São Paulo, domingo, 29 de janeiro de 2006

Texto Anterior | Próximo Texto | Índice

+ cinema

Ganhador do Leão de Ouro, em Veneza, e do Globo de Ouro, nos EUA, o faroeste gay "O Segredo de Brokeback Mountain", que estréia no Brasil no dia 3, lidera renovação do gênero que teve seu apogeu com John Ford

Caubóis pós-modernos

NIGEL ANDREWS

Foi um momento histórico de Hollywood. O velhote grisalho de tapa-olho e rosto encarquilhado se levantou. Cabeças viraram-se e um murmúrio percorreu o salão de reuniões. Os repórteres sentiram um furo iminente. O presidente pareceu surpreso, mas não quis mandar o homem sentar-se. Então o velhote falou: "Meu nome é John Ford. Sou diretor de filmes de caubói".
Era a própria matéria-prima desses filmes: a intervenção que muda votos na reunião de cúpula no "saloon" ou na reunião de igreja, quando o herói impede um enforcamento ou convoca a cidade para expulsar os bandidos. Esse momento realmente aconteceu, bem ali nos EUA macarthistas. A legendária interrupção do diretor de "No Tempo das Diligências" (1939) ocorreu durante uma reunião da Associação de Diretores para discutir o boicote aos cineastas supostamente comunistas.
A tirada de Ford contra o arquiperseguidor da associação, Cecil B. de Mille [1881-1959, diretor de "Os Dez Mandamentos"], foi acompanhada de um lamento sobre a insidiosa politização da época e não se tratou apenas de um caso de republicanismo humanista censurando a linha-dura.
O próprio caráter e a reputação de Ford fizeram isso ou foi aquele simples "sou diretor de filmes de caubói"? Pois Hollywood tinha de prestar atenção quando a maior contribuição americana ao mito e à narrativa no século 20 era invocada por seu maior expoente para condenar o pior capítulo de intolerância política e perseguição nos EUA do século 20.

> **Exercício proposto 1**
Reproduza integralmente o texto sobre os caubóis pós-modernos e John Ford.
O texto e as linhas constituem materiais independentes entre si.

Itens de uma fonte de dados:
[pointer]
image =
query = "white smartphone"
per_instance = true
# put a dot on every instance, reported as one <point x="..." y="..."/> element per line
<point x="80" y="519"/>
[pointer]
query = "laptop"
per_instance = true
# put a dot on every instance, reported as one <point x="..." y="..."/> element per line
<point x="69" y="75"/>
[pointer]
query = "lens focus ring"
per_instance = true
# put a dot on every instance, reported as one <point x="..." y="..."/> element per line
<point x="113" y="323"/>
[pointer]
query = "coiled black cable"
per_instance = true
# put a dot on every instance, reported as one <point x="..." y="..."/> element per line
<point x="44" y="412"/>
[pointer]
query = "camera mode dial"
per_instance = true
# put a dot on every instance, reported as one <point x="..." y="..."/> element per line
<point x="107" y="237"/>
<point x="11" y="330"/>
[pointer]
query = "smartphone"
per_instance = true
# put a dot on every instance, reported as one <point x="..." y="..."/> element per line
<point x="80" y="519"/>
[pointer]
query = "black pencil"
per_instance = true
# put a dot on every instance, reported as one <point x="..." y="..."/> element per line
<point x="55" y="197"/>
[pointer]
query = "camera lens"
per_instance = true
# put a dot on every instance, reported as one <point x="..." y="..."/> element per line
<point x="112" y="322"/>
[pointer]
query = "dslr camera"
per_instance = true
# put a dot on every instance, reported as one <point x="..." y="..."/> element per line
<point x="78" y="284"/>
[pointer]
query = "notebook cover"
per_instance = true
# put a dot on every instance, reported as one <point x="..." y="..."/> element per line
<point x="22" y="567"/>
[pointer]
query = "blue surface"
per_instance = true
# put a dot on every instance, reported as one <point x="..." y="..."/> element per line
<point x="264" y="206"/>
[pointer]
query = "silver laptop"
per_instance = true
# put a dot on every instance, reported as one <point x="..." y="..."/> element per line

> **Exercício proposto 2**
Liste todas as linhas que contêm a string "smartphone".

> **Solução completa 1**
São Paulo, domingo, 29 de janeiro de 2006

Texto Anterior | Próximo Texto | Índice

+ cinema

Ganhador do Leão de Ouro, em Veneza, e do Globo de Ouro, nos EUA, o faroeste gay "O Segredo de Brokeback Mountain", que estréia no Brasil no dia 3, lidera renovação do gênero que teve seu apogeu com John Ford

Caubóis pós-modernos

NIGEL ANDREWS

Foi um momento histórico de Hollywood. O velhote grisalho de tapa-olho e rosto encarquilhado se levantou. Cabeças viraram-se e um murmúrio percorreu o salão de reuniões. Os repórteres sentiram um furo iminente. O presidente pareceu surpreso, mas não quis mandar o homem sentar-se. Então o velhote falou: "Meu nome é John Ford. Sou diretor de filmes de caubói".
Era a própria matéria-prima desses filmes: a intervenção que muda votos na reunião de cúpula no "saloon" ou na reunião de igreja, quando o herói impede um enforcamento ou convoca a cidade para expulsar os bandidos. Esse momento realmente aconteceu, bem ali nos EUA macarthistas. A legendária interrupção do diretor de "No Tempo das Diligências" (1939) ocorreu durante uma reunião da Associação de Diretores para discutir o boicote aos cineastas supostamente comunistas.
A tirada de Ford contra o arquiperseguidor da associação, Cecil B. de Mille [1881-1959, diretor de "Os Dez Mandamentos"], foi acompanhada de um lamento sobre a insidiosa politização da época e não se tratou apenas de um caso de republicanismo humanista censurando a linha-dura.
O próprio caráter e a reputação de Ford fizeram isso ou foi aquele simples "sou diretor de filmes de caubói"? Pois Hollywood tinha de prestar atenção quando a maior contribuição americana ao mito e à narrativa no século 20 era invocada por seu maior expoente para condenar o pior capítulo de intolerância política e perseguição nos EUA do século 20.

> **Solução completa 2**
query = "white smartphone"
query = "smartphone"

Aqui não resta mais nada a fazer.